What you will do
Copy the stretch of the article below on California's COVID-19 death rate from "Victor Davis Hanson" through "deaths per million).", word for word.

Excerpted text

-------

Victor Davis Hanson // National Review
California is touchy, and yet still remains confused, about incomplete data showing that the 40-million-person state, as of Sunday, April 12, reportedly had 23,777 cases of residents who have tested posted for the COVID-19 illness. The number of infected by the 12th includes 674 deaths, resulting in a fatality rate of about 17 deaths per million of population. That is among the lowest rates of the larger American states (Texas has 10 deaths per million), and lower than almost all major European countries, (about half of Germany’s 36 deaths per million).
No doubt there are lots of questionable data in all such metrics. As a large state California has not been especially impressive in a per capita sense in testing its population (about 200,000 tests so far). Few of course believe that the denominator of cases based on test results represent the real number of those who have been or are infected.
There is the now another old debate over exactly how the U.S. defines death by the virus versus death because of the contributing factors of the virus to existing medical issues. Certainly, the methodology of coronavirus modeling is quite different from that of, say, the flu. The denominator of flu cases is almost always a modeled approximation, not a misleadingly precise number taken from only those who go to their doctors or emergency rooms and test positive for an influenza strain. And the numerator of deaths from the flu may be calibrated somewhat more conservatively than those currently listed as deaths from the coronavirus.
Nonetheless, the state’s population is fairly certain. And for now, the number of deaths by the virus is the least controversial of many of these data, suggesting that deaths per million of population might be a useful comparative number.
As I wrote in a recent NRO piece, the state on the eve of the epidemic seemed especially vulnerable given the large influx of visitors from China on direct flights to its major airports all fall and early winter until the January 31 ban (and sometime after). It ranks rather low in state comparisons of hospital beds, physicians, and nurses per capita. It suffers high rates of poverty, wide prevalence of state assistance, and medical challenges such as widespread diabetes.

-------

Stored data

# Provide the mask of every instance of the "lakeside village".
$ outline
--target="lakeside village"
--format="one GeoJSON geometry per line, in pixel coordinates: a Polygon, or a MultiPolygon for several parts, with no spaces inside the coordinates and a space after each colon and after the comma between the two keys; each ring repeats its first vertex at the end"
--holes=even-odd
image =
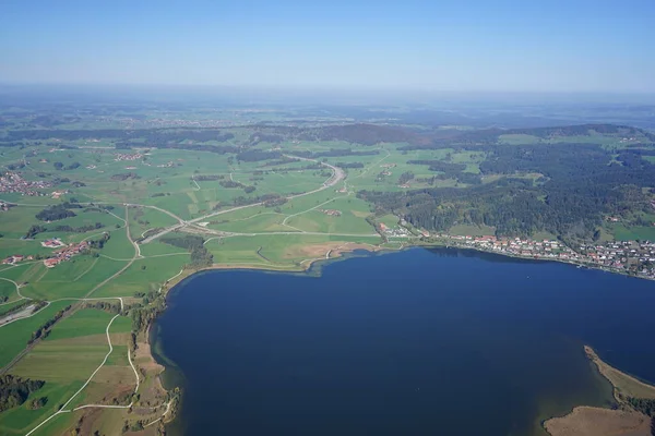
{"type": "MultiPolygon", "coordinates": [[[[58,249],[51,256],[44,259],[44,265],[48,268],[53,268],[62,262],[70,261],[71,257],[82,253],[90,247],[90,243],[82,241],[80,243],[64,244],[58,238],[52,238],[41,242],[41,245],[48,249],[58,249]]],[[[11,255],[2,261],[2,265],[16,265],[23,261],[34,261],[35,256],[24,256],[22,254],[11,255]]]]}
{"type": "MultiPolygon", "coordinates": [[[[426,231],[424,237],[430,237],[426,231]]],[[[450,246],[475,249],[514,257],[552,259],[655,279],[655,243],[650,241],[611,241],[582,244],[575,250],[560,241],[535,241],[524,238],[462,237],[436,233],[431,238],[450,246]]]]}

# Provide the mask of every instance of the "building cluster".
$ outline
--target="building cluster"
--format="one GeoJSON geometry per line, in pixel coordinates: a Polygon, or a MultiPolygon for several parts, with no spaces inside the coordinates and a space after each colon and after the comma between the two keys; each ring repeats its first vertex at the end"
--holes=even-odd
{"type": "Polygon", "coordinates": [[[57,250],[52,257],[48,257],[47,259],[45,259],[44,265],[47,266],[48,268],[53,268],[56,265],[58,265],[61,262],[70,261],[71,257],[73,257],[76,254],[82,253],[87,247],[88,247],[88,242],[86,242],[86,241],[82,241],[76,244],[67,245],[63,249],[57,250]]]}
{"type": "Polygon", "coordinates": [[[443,233],[436,234],[436,237],[456,246],[511,256],[555,259],[655,279],[655,243],[648,241],[612,241],[572,249],[553,240],[536,241],[493,235],[462,237],[443,233]]]}
{"type": "Polygon", "coordinates": [[[60,246],[66,246],[63,242],[59,238],[47,239],[41,242],[41,246],[47,249],[59,249],[60,246]]]}
{"type": "Polygon", "coordinates": [[[39,196],[44,194],[37,190],[44,190],[48,187],[52,187],[51,182],[46,182],[44,180],[25,180],[17,172],[8,171],[0,175],[1,193],[19,193],[22,195],[39,196]]]}
{"type": "Polygon", "coordinates": [[[114,160],[116,161],[121,161],[121,160],[139,160],[143,157],[143,155],[141,153],[117,153],[114,155],[114,160]]]}
{"type": "Polygon", "coordinates": [[[385,237],[409,237],[409,230],[402,226],[389,227],[384,222],[380,222],[380,230],[385,237]]]}
{"type": "Polygon", "coordinates": [[[32,261],[34,256],[23,256],[22,254],[13,254],[2,259],[2,265],[15,265],[19,262],[32,261]]]}

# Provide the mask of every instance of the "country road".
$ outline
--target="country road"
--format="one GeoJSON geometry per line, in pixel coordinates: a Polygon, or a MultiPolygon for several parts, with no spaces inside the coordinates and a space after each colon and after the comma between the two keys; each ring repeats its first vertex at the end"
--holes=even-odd
{"type": "MultiPolygon", "coordinates": [[[[321,191],[324,191],[326,189],[330,189],[330,187],[334,186],[335,184],[337,184],[338,182],[341,182],[342,180],[346,179],[346,173],[344,172],[344,170],[342,170],[341,168],[335,167],[333,165],[330,165],[327,162],[321,162],[321,161],[319,161],[317,159],[309,159],[309,158],[298,157],[298,156],[290,156],[290,155],[284,155],[284,156],[288,157],[288,158],[291,158],[291,159],[306,160],[306,161],[310,161],[310,162],[317,162],[317,164],[320,164],[320,165],[322,165],[324,167],[327,167],[327,168],[330,168],[332,170],[332,175],[330,177],[330,179],[327,179],[326,181],[324,181],[323,184],[320,187],[318,187],[318,189],[315,189],[313,191],[305,192],[302,194],[289,195],[289,196],[285,197],[286,199],[294,199],[294,198],[299,198],[299,197],[302,197],[302,196],[306,196],[306,195],[315,194],[317,192],[321,192],[321,191]]],[[[188,226],[194,225],[196,222],[203,221],[203,220],[205,220],[207,218],[212,218],[212,217],[215,217],[215,216],[218,216],[218,215],[223,215],[223,214],[229,214],[229,213],[233,213],[233,211],[236,211],[236,210],[246,209],[248,207],[261,206],[262,204],[264,204],[264,202],[253,203],[253,204],[249,204],[249,205],[245,205],[245,206],[236,206],[236,207],[233,207],[233,208],[229,208],[229,209],[214,211],[212,214],[207,214],[207,215],[204,215],[202,217],[198,217],[198,218],[191,219],[189,221],[184,221],[184,220],[181,220],[181,219],[178,218],[180,220],[179,223],[177,223],[175,226],[167,227],[167,228],[163,229],[162,231],[159,231],[159,232],[157,232],[155,234],[151,234],[150,237],[147,237],[146,239],[144,239],[143,241],[141,241],[141,244],[147,244],[148,242],[152,242],[152,241],[154,241],[157,238],[160,238],[160,237],[163,237],[165,234],[168,234],[168,233],[170,233],[172,231],[186,228],[188,226]]],[[[164,209],[159,209],[159,210],[164,211],[164,209]]],[[[171,214],[169,214],[169,215],[171,215],[171,214]]]]}

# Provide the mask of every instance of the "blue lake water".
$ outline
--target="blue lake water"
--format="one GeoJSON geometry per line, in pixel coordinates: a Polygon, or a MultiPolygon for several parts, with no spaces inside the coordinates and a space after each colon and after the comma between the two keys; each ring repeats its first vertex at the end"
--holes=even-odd
{"type": "Polygon", "coordinates": [[[655,382],[655,282],[455,250],[211,271],[155,326],[188,435],[541,435],[611,401],[583,344],[655,382]]]}

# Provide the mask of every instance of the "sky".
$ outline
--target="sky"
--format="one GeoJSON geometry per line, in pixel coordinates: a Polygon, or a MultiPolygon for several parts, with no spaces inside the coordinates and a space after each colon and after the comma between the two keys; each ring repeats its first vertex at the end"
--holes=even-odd
{"type": "Polygon", "coordinates": [[[655,0],[0,2],[0,83],[655,93],[655,0]]]}

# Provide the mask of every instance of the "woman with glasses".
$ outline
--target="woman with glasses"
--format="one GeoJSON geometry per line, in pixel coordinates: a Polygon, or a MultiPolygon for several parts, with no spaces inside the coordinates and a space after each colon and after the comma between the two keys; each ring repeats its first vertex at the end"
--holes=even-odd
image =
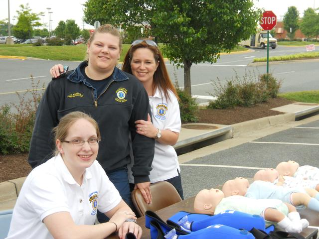
{"type": "MultiPolygon", "coordinates": [[[[55,69],[54,72],[57,72],[62,71],[63,66],[56,65],[51,69],[55,69]]],[[[134,41],[125,56],[122,70],[136,76],[143,84],[149,96],[153,123],[150,117],[147,120],[140,120],[135,123],[137,133],[156,139],[153,169],[150,175],[151,182],[167,181],[183,199],[180,169],[173,147],[178,138],[181,127],[178,96],[156,43],[150,40],[134,41]]],[[[52,76],[58,75],[52,74],[52,76]]],[[[129,174],[132,190],[134,178],[130,170],[129,174]]]]}
{"type": "Polygon", "coordinates": [[[53,129],[55,156],[27,177],[13,209],[7,239],[105,238],[129,231],[141,238],[135,215],[121,199],[96,157],[96,121],[80,112],[53,129]],[[110,218],[94,225],[98,209],[110,218]]]}
{"type": "MultiPolygon", "coordinates": [[[[36,114],[28,161],[34,168],[50,158],[54,147],[51,130],[62,117],[73,111],[88,114],[98,123],[103,136],[97,160],[123,200],[134,208],[127,169],[131,161],[130,140],[134,182],[149,202],[155,140],[136,132],[135,122],[147,120],[149,99],[135,77],[116,67],[121,49],[118,30],[103,25],[88,40],[87,60],[49,83],[36,114]]],[[[100,222],[108,220],[100,213],[98,219],[100,222]]]]}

-------

Solution
Victor Davis Hanson // National Review
California is touchy, and yet still remains confused, about incomplete data showing that the 40-million-person state, as of Sunday, April 12, reportedly had 23,777 cases of residents who have tested posted for the COVID-19 illness. The number of infected by the 12th includes 674 deaths, resulting in a fatality rate of about 17 deaths per million of population. That is among the lowest rates of the larger American states (Texas has 10 deaths per million), and lower than almost all major European countries, (about half of Germany’s 36 deaths per million).